What to work on: Shift the entries below, starting at the line that contains "Medical imaging task: outline the rear wheel well" and ending at the line that contains "[172,130,205,142]", by adding 27 to every bounding box coordinate in the answers, and write out every line in that span with its entry text unchanged. Leave the pictures out of your answer.

━━━━━━━━

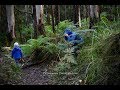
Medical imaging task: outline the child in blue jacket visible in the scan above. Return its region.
[11,42,23,65]
[64,28,84,46]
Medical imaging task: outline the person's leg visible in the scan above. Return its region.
[15,59,19,66]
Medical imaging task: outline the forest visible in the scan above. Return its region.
[0,5,120,85]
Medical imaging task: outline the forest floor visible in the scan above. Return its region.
[18,62,53,85]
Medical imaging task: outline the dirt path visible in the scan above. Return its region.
[19,62,52,85]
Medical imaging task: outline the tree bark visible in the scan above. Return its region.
[89,5,97,29]
[51,5,55,33]
[6,5,15,39]
[33,5,38,39]
[36,5,45,36]
[46,5,51,25]
[78,5,81,27]
[73,5,79,24]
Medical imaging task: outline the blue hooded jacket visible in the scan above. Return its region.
[11,46,23,60]
[64,28,84,45]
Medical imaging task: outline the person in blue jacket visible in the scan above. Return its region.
[11,42,23,65]
[64,28,84,53]
[64,28,84,46]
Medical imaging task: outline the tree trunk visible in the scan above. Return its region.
[89,5,96,29]
[65,5,67,20]
[73,5,79,24]
[6,5,15,39]
[33,5,38,39]
[46,5,51,25]
[78,5,81,27]
[36,5,45,36]
[51,5,55,33]
[55,5,60,25]
[25,5,29,25]
[94,5,100,22]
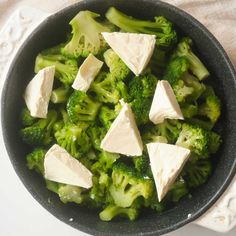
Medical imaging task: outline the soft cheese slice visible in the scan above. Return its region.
[72,53,103,92]
[101,100,143,156]
[44,144,93,188]
[147,143,190,201]
[102,32,156,75]
[24,66,55,118]
[149,80,184,124]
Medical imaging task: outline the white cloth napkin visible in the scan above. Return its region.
[163,0,236,66]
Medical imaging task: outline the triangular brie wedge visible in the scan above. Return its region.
[102,32,156,75]
[101,100,143,156]
[44,144,93,188]
[149,80,184,124]
[147,143,190,201]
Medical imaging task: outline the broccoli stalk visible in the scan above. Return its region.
[67,91,101,123]
[103,49,130,80]
[34,54,78,85]
[176,124,209,158]
[99,204,138,221]
[26,148,46,175]
[50,86,70,104]
[62,11,111,58]
[20,110,58,146]
[55,123,91,158]
[106,7,177,47]
[110,163,153,207]
[176,37,209,80]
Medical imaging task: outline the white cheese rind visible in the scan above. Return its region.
[149,80,184,124]
[102,32,156,75]
[72,53,103,92]
[24,66,55,118]
[147,143,190,201]
[101,102,143,156]
[44,144,93,188]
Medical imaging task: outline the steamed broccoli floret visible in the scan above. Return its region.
[50,86,70,104]
[99,204,138,221]
[208,131,222,153]
[183,159,212,188]
[103,49,130,80]
[133,155,150,174]
[142,120,181,143]
[57,184,86,204]
[128,73,157,99]
[91,151,120,173]
[106,7,177,47]
[166,179,189,202]
[55,123,91,158]
[172,80,194,102]
[34,54,78,85]
[129,98,152,125]
[67,91,101,123]
[62,11,111,58]
[110,163,153,207]
[20,107,37,126]
[20,110,57,146]
[198,95,221,124]
[98,103,122,130]
[162,56,189,85]
[89,172,110,206]
[90,72,127,104]
[175,37,209,80]
[181,73,206,102]
[180,103,198,118]
[26,148,46,174]
[176,124,209,158]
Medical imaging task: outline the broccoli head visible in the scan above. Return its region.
[55,123,91,158]
[20,110,58,146]
[98,103,122,130]
[198,95,221,124]
[175,37,209,80]
[26,148,46,174]
[183,159,212,188]
[20,107,37,126]
[106,7,177,47]
[34,54,78,85]
[67,90,101,123]
[172,79,194,103]
[57,184,86,204]
[110,162,153,207]
[128,73,157,99]
[162,56,189,85]
[176,124,209,158]
[99,204,138,221]
[103,49,130,80]
[90,72,127,104]
[62,11,111,58]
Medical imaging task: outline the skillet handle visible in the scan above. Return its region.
[0,4,236,232]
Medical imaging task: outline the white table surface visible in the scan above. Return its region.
[0,0,236,236]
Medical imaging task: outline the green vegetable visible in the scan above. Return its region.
[55,123,91,158]
[20,110,57,146]
[66,91,101,123]
[110,163,153,207]
[106,7,177,47]
[103,49,130,80]
[172,37,209,80]
[26,148,46,175]
[34,54,78,85]
[62,11,112,58]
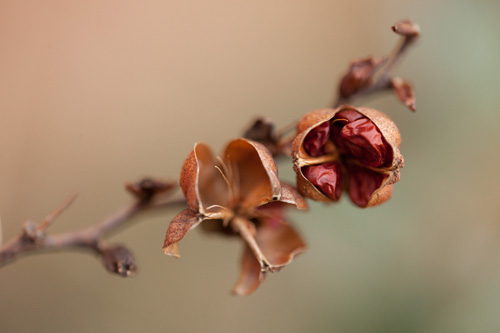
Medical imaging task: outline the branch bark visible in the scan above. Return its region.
[0,179,185,276]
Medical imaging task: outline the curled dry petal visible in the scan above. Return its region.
[181,143,229,215]
[233,214,306,295]
[163,208,201,258]
[223,139,281,209]
[391,77,416,111]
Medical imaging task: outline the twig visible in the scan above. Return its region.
[332,20,420,108]
[0,179,185,276]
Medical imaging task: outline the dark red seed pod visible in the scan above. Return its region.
[292,105,403,207]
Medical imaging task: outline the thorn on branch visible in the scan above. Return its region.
[333,19,420,111]
[101,245,137,277]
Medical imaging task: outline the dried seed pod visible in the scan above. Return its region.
[292,105,403,207]
[163,138,307,295]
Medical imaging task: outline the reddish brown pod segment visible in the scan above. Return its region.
[293,105,403,207]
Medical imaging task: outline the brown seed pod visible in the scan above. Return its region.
[292,105,403,207]
[163,138,307,295]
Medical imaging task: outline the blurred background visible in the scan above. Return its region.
[0,0,500,333]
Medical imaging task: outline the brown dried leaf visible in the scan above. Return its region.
[231,245,266,296]
[392,19,420,38]
[163,208,201,258]
[255,218,306,268]
[180,143,229,214]
[233,215,306,295]
[391,77,416,111]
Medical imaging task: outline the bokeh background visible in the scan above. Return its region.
[0,0,500,333]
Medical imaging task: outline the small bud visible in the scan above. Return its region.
[102,245,137,277]
[23,221,45,243]
[340,57,387,98]
[391,77,416,111]
[392,19,420,38]
[125,178,176,201]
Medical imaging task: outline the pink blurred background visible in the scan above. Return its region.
[0,0,500,332]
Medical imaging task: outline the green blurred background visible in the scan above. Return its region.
[0,0,500,333]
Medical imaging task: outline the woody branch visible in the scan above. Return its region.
[0,179,185,276]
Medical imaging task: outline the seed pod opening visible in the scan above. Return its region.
[292,105,403,207]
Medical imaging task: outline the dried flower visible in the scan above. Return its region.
[293,105,403,207]
[163,139,307,295]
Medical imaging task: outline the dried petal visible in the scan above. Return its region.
[339,57,387,98]
[302,162,342,201]
[292,105,403,207]
[223,139,281,208]
[181,143,229,215]
[332,109,365,154]
[347,163,388,207]
[392,19,420,38]
[102,245,137,277]
[233,211,306,295]
[297,109,335,134]
[278,182,309,210]
[255,215,306,268]
[391,77,416,111]
[340,118,387,167]
[232,245,266,296]
[163,208,201,258]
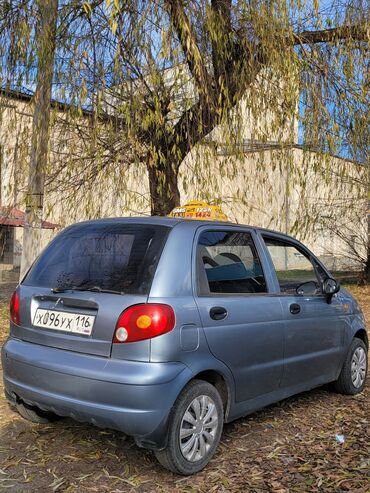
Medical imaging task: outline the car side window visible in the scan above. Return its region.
[197,231,267,294]
[264,236,326,295]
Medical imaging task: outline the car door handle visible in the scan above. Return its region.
[209,306,227,320]
[289,303,301,315]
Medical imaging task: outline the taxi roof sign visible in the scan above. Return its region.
[168,201,228,221]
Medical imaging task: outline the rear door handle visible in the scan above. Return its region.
[289,303,301,315]
[209,306,227,320]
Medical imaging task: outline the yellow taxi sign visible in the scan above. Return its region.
[168,201,228,221]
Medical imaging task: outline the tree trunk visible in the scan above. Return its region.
[20,0,58,278]
[147,161,181,216]
[364,194,370,284]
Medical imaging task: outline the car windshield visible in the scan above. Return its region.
[23,223,170,294]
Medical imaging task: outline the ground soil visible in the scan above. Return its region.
[0,284,370,493]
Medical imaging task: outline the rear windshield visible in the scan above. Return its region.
[22,223,170,294]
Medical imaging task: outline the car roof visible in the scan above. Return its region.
[66,216,297,241]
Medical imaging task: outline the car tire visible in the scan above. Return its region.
[334,337,368,395]
[16,402,62,424]
[155,380,224,476]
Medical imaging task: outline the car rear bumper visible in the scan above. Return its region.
[2,338,191,448]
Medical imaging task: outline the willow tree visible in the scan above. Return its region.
[41,0,369,211]
[21,0,58,278]
[0,0,369,274]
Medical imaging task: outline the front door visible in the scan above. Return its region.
[196,227,284,402]
[263,235,345,390]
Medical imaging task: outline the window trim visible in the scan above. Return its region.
[193,225,274,298]
[260,231,331,298]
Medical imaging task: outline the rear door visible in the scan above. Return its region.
[195,226,284,402]
[15,221,169,360]
[263,234,346,388]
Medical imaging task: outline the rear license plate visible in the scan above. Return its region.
[33,308,95,336]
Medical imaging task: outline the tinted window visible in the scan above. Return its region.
[23,223,169,293]
[264,238,326,294]
[197,231,267,293]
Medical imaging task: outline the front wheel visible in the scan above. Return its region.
[155,380,224,475]
[334,337,368,395]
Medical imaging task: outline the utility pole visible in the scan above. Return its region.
[20,0,58,278]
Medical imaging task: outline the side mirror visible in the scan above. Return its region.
[322,277,340,305]
[296,281,320,296]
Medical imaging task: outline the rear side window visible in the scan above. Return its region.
[197,231,267,294]
[264,237,327,294]
[23,223,170,294]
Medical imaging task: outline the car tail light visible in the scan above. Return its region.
[113,303,175,343]
[10,291,21,325]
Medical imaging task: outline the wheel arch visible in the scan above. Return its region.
[192,369,231,421]
[353,329,369,348]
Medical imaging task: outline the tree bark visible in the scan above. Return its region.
[147,159,180,212]
[20,0,58,278]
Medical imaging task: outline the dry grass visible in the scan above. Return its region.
[0,287,370,493]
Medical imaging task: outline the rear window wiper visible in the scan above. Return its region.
[51,286,124,294]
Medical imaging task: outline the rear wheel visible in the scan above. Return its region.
[16,402,61,424]
[334,337,368,395]
[155,380,224,475]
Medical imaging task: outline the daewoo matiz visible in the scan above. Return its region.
[2,218,368,474]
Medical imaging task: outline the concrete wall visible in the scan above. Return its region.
[0,90,367,269]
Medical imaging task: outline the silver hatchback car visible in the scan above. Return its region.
[2,218,368,474]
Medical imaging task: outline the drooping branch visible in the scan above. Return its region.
[164,0,214,105]
[294,23,370,45]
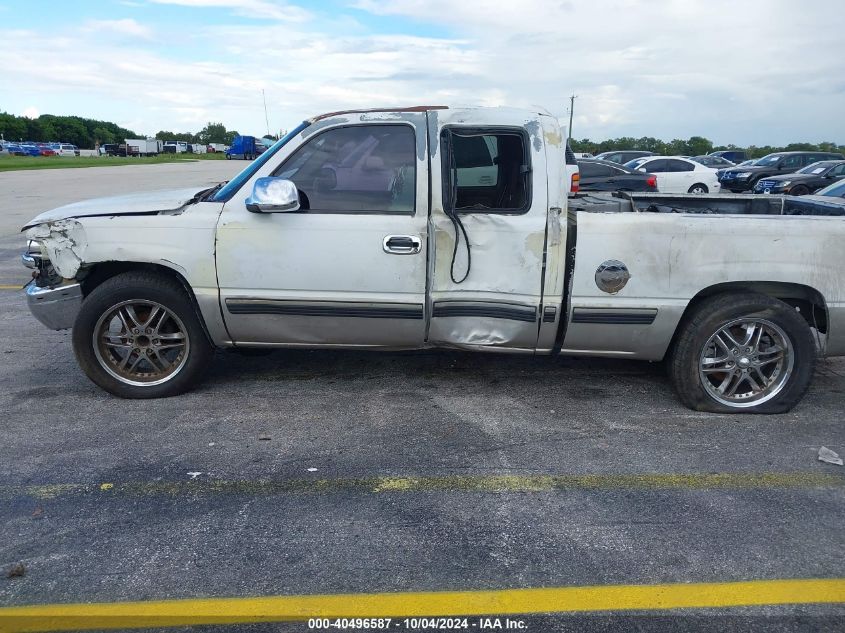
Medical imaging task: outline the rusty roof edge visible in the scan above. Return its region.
[308,105,449,123]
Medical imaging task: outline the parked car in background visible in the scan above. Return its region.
[719,152,845,193]
[161,141,188,154]
[754,160,845,196]
[578,158,658,192]
[5,143,26,156]
[708,149,748,164]
[19,143,41,156]
[50,143,79,156]
[596,149,656,165]
[126,137,162,156]
[690,154,736,169]
[716,158,757,182]
[808,180,845,198]
[226,136,266,160]
[625,156,721,193]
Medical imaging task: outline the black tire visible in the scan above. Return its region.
[669,292,816,413]
[73,271,214,398]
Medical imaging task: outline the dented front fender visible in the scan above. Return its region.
[26,218,88,279]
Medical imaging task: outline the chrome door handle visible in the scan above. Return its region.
[382,235,422,255]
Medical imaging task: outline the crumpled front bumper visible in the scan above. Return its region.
[26,283,82,330]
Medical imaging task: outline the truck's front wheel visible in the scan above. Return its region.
[670,293,816,413]
[73,271,213,398]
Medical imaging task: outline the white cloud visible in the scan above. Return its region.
[150,0,311,22]
[0,0,845,145]
[82,18,153,40]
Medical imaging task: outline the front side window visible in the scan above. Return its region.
[273,125,417,214]
[443,129,531,213]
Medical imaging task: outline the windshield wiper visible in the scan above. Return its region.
[194,180,229,202]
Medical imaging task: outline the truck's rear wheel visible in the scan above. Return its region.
[670,293,816,413]
[73,271,213,398]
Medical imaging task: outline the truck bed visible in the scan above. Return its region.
[569,192,845,216]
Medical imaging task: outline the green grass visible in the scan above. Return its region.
[0,153,226,171]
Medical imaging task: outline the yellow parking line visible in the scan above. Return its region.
[8,472,845,499]
[0,578,845,632]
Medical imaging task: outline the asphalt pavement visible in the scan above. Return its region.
[0,161,845,632]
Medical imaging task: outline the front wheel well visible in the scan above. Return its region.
[77,261,213,341]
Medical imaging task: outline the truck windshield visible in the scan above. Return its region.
[211,121,311,202]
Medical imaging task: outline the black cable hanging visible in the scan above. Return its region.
[446,132,472,284]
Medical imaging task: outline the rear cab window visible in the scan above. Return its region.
[441,127,531,214]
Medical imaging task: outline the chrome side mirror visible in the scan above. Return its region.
[246,177,299,213]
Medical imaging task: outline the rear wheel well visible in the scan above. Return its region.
[666,281,828,356]
[77,261,213,341]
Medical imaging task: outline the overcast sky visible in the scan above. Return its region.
[0,0,845,145]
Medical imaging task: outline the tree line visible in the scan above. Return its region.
[0,112,845,158]
[0,112,244,149]
[569,136,845,158]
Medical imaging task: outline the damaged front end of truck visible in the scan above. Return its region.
[21,219,86,330]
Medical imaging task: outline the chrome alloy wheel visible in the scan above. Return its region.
[698,318,795,408]
[93,299,190,386]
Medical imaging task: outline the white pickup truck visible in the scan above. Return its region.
[19,106,845,413]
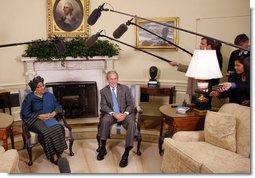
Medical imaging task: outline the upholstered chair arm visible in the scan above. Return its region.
[57,110,72,131]
[22,121,31,139]
[172,130,205,142]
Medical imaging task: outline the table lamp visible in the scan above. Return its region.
[148,66,159,87]
[186,50,223,110]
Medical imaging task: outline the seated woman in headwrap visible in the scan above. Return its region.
[21,76,67,165]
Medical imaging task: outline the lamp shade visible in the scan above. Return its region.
[186,50,223,80]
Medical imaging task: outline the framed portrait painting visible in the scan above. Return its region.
[47,0,89,37]
[135,17,179,50]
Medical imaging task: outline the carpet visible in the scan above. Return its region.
[19,139,162,173]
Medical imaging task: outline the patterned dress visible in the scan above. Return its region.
[21,92,67,159]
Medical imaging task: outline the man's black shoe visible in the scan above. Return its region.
[119,155,128,167]
[97,149,107,161]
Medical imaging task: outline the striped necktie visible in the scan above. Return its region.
[112,88,120,113]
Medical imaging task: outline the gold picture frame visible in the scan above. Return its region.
[47,0,89,37]
[135,17,179,50]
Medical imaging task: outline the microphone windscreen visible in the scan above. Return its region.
[58,157,71,173]
[53,39,66,55]
[85,34,98,48]
[87,9,101,25]
[112,23,128,39]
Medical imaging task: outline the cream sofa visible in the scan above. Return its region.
[0,146,20,173]
[161,103,251,173]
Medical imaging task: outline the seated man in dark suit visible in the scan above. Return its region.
[97,71,136,167]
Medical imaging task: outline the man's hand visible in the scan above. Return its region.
[112,113,127,122]
[209,91,220,97]
[169,61,179,67]
[38,111,57,120]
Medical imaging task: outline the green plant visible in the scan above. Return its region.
[22,37,120,61]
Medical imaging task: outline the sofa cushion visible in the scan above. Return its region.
[161,138,250,173]
[218,103,251,158]
[204,111,236,152]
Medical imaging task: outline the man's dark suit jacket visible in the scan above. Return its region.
[100,84,134,115]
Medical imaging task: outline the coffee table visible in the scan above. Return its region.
[158,104,206,155]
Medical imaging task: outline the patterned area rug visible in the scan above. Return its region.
[19,139,162,173]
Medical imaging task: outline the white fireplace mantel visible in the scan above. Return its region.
[21,56,118,90]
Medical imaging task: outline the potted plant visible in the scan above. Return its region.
[22,37,120,62]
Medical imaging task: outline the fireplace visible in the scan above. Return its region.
[46,81,98,118]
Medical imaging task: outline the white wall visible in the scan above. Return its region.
[0,0,251,115]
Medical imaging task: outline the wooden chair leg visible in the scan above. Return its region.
[97,134,101,152]
[27,145,33,166]
[69,138,74,156]
[22,134,27,149]
[136,136,142,156]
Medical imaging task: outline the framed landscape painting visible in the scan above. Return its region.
[135,17,179,50]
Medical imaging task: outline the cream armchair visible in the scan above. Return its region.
[0,146,20,173]
[161,103,251,174]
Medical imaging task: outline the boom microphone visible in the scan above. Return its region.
[112,23,128,39]
[112,18,133,39]
[87,3,105,25]
[85,30,103,48]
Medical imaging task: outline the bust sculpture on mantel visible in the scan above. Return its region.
[21,56,118,92]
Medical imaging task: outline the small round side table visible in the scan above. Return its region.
[0,113,15,150]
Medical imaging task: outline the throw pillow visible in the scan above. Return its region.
[204,111,236,152]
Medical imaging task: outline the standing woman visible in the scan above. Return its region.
[21,76,67,165]
[210,56,250,105]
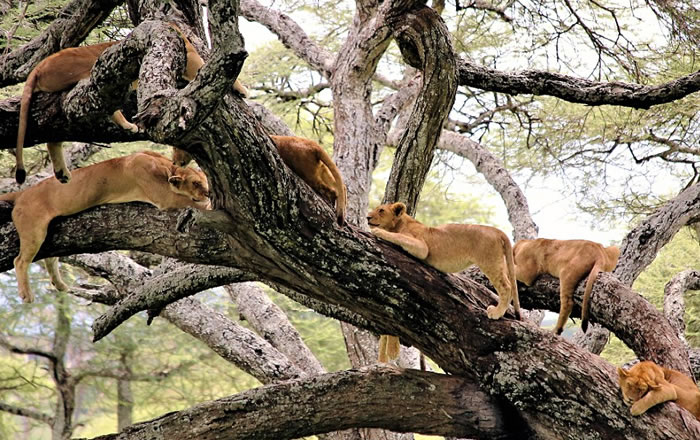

━━━━━━━━

Exercise result:
Medical imaging task: outline the rear wheel well visible in the scan above. Return its region.
[693,308,855,383]
[104,288,240,368]
Medical imaging task: outline the overcast sky visible in the scan above. Return its region.
[27,27,872,172]
Medical imaging task: outline the tree line visible in the scan above. Return its region.
[27,139,872,185]
[27,139,271,176]
[596,163,872,185]
Medical imaging task: outline the damaged front end of truck visible in the scan above. Return its region.
[48,246,113,357]
Medical imaging task: outline the chrome alloy wheel visible in the scan above. Return its region.
[725,345,822,435]
[120,326,217,413]
Medical imaging task: outline the white pickup truck visible in the scan above. Return its region.
[46,133,872,440]
Medical imaging task: outline the upholstered chair arm visible in the scan above. Return its region.
[84,137,99,158]
[49,148,58,166]
[199,157,232,169]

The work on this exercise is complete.